■ **Material to process**:
**********

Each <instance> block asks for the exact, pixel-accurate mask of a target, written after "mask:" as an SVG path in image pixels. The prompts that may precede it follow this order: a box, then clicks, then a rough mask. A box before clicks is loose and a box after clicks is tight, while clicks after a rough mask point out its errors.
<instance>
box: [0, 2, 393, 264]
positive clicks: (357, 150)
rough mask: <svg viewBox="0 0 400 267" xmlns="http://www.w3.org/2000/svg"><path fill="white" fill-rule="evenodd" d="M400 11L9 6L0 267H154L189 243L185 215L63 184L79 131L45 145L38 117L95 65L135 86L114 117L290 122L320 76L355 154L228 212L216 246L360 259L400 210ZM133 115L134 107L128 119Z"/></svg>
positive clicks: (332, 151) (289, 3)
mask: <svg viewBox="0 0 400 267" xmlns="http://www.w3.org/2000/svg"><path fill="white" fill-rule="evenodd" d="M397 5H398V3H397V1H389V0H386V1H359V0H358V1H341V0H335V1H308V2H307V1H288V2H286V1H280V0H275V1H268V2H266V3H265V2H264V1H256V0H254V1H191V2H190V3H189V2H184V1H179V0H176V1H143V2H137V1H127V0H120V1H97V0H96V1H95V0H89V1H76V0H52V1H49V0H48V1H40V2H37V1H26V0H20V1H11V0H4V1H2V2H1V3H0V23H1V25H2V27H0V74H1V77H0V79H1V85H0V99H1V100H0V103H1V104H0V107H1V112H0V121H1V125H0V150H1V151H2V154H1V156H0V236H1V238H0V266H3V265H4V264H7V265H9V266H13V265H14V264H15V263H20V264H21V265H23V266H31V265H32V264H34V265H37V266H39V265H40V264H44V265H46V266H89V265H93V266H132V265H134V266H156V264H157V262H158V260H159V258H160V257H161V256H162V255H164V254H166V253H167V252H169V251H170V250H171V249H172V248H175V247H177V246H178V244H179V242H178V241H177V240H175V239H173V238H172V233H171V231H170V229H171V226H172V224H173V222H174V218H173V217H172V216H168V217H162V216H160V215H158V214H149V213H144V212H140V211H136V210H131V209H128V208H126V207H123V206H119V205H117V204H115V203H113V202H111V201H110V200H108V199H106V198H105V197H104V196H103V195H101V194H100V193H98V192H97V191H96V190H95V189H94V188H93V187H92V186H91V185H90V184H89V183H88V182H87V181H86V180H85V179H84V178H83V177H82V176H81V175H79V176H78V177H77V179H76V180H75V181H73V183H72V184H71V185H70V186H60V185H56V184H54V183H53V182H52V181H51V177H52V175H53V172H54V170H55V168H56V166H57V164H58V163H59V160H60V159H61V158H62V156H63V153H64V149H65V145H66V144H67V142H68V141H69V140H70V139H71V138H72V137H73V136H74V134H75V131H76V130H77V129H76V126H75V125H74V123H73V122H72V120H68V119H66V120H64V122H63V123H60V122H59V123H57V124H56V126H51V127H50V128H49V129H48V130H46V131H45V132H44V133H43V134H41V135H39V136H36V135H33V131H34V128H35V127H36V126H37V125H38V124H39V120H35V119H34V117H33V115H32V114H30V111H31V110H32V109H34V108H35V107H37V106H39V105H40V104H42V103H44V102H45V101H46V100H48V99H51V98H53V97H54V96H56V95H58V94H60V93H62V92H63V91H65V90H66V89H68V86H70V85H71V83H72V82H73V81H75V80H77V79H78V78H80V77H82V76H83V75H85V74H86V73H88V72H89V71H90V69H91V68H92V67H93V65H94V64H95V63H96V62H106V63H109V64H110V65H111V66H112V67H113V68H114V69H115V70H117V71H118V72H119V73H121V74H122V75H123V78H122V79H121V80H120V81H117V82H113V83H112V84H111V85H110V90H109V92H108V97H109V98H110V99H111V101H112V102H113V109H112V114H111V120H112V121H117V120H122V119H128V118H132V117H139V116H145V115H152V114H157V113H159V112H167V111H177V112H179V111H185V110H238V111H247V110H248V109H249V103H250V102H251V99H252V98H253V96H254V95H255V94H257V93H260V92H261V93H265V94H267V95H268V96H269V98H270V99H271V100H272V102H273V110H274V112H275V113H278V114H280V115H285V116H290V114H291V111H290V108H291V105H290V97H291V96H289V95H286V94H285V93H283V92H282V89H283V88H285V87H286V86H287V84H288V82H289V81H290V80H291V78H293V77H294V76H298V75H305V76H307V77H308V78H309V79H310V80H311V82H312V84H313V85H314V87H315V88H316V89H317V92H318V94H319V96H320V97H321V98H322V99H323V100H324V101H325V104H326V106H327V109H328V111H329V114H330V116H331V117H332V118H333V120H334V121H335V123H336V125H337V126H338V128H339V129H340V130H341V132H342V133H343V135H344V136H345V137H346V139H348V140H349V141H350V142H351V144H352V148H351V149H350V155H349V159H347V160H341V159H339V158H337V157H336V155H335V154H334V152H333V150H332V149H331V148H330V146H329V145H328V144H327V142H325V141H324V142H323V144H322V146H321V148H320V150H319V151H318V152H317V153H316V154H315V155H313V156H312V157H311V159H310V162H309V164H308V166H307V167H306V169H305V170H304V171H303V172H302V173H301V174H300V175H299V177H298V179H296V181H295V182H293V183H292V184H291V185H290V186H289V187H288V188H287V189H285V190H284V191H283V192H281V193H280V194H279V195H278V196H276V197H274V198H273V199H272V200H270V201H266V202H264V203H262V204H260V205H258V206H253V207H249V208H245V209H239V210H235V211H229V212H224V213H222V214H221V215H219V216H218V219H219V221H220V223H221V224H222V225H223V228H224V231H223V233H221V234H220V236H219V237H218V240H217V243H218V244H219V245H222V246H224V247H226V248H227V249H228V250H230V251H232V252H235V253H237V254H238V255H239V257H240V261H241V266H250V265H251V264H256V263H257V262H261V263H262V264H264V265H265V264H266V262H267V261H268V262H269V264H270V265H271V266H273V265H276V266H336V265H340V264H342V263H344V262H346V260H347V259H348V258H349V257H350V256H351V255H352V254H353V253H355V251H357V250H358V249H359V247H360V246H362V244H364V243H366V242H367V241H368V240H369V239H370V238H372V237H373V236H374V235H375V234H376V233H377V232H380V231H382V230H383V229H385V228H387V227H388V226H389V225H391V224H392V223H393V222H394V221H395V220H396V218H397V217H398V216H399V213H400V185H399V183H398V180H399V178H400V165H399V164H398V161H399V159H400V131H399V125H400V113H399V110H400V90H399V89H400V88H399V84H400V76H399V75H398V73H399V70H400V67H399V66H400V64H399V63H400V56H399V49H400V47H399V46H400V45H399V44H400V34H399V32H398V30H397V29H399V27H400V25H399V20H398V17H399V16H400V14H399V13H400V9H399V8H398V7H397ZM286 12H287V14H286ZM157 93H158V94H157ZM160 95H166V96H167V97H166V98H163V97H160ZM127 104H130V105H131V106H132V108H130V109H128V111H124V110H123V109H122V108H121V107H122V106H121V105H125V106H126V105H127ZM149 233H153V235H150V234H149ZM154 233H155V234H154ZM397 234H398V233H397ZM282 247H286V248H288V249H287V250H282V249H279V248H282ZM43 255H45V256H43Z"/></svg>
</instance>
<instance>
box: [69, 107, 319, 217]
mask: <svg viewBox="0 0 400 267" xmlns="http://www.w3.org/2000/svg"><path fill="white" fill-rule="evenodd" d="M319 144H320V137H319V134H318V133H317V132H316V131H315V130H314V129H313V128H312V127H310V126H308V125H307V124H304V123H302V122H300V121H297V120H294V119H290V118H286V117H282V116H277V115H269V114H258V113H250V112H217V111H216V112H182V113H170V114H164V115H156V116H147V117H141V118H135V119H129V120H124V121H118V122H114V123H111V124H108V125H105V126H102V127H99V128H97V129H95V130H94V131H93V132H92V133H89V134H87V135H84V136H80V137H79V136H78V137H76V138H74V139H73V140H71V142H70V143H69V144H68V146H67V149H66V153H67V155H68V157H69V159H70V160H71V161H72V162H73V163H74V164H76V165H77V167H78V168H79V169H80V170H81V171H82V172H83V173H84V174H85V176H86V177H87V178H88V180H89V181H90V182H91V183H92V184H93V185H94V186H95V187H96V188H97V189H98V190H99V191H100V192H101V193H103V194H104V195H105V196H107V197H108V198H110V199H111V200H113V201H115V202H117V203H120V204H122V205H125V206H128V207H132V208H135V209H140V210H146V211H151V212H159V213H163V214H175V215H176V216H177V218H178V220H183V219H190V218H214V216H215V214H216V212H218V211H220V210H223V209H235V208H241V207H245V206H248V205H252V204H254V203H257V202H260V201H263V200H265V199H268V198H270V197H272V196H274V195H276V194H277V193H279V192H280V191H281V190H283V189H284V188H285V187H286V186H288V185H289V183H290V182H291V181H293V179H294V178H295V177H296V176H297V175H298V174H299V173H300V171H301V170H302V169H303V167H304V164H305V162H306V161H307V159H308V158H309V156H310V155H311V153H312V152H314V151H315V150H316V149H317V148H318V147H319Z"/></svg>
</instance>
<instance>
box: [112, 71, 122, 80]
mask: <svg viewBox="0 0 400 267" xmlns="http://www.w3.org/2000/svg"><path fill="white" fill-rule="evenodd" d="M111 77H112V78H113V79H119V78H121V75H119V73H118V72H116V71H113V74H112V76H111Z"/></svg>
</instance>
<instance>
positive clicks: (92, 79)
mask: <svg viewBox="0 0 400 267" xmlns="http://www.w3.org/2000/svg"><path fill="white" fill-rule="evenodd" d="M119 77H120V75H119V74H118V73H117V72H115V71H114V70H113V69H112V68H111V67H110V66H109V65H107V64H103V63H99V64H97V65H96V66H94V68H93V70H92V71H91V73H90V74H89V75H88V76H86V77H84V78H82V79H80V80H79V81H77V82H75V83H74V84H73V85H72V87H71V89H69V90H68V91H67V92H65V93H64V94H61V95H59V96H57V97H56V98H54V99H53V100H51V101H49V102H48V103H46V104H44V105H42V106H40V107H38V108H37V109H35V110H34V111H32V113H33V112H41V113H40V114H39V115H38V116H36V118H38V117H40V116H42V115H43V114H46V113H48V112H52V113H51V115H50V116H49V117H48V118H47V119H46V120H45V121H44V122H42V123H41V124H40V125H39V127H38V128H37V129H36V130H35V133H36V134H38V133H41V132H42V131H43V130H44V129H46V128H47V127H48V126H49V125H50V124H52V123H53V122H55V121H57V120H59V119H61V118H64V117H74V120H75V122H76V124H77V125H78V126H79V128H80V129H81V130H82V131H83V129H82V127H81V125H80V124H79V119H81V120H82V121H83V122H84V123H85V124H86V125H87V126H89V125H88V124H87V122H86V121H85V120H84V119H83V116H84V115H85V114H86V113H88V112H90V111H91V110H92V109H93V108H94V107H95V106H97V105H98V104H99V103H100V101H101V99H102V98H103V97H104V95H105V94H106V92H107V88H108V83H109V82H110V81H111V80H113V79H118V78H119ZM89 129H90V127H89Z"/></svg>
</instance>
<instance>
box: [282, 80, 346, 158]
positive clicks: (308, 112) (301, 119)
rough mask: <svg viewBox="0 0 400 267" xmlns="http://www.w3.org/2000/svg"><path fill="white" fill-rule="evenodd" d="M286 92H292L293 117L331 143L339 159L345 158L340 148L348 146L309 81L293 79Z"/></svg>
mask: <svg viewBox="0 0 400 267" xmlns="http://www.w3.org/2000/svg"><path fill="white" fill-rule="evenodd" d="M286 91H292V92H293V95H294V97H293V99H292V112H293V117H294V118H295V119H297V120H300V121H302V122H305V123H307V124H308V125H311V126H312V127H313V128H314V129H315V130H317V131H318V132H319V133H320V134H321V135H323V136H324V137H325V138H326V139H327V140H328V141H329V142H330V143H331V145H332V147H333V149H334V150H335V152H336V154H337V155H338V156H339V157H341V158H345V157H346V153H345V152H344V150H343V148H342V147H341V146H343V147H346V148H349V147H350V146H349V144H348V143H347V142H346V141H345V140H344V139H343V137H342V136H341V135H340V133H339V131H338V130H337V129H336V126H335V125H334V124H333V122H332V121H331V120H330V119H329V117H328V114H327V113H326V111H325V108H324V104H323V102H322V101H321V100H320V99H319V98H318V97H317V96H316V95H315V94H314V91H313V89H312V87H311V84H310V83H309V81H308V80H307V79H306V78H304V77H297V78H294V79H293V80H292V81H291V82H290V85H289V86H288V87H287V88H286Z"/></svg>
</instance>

**********

Output, without any change, every line from the first one through the line holding "box: [0, 2, 393, 264]", inclusive.

■ **Exercise solution**:
Each <instance> block asks for the exact, pixel-accurate mask of a target, written after "mask:" as an SVG path in image pixels. The prompts that may precede it follow this order: a box, then clicks, then a rough mask. A box before clicks is loose and a box after clicks is tight, while clicks after a rough mask point out its errors.
<instance>
box: [0, 2, 393, 264]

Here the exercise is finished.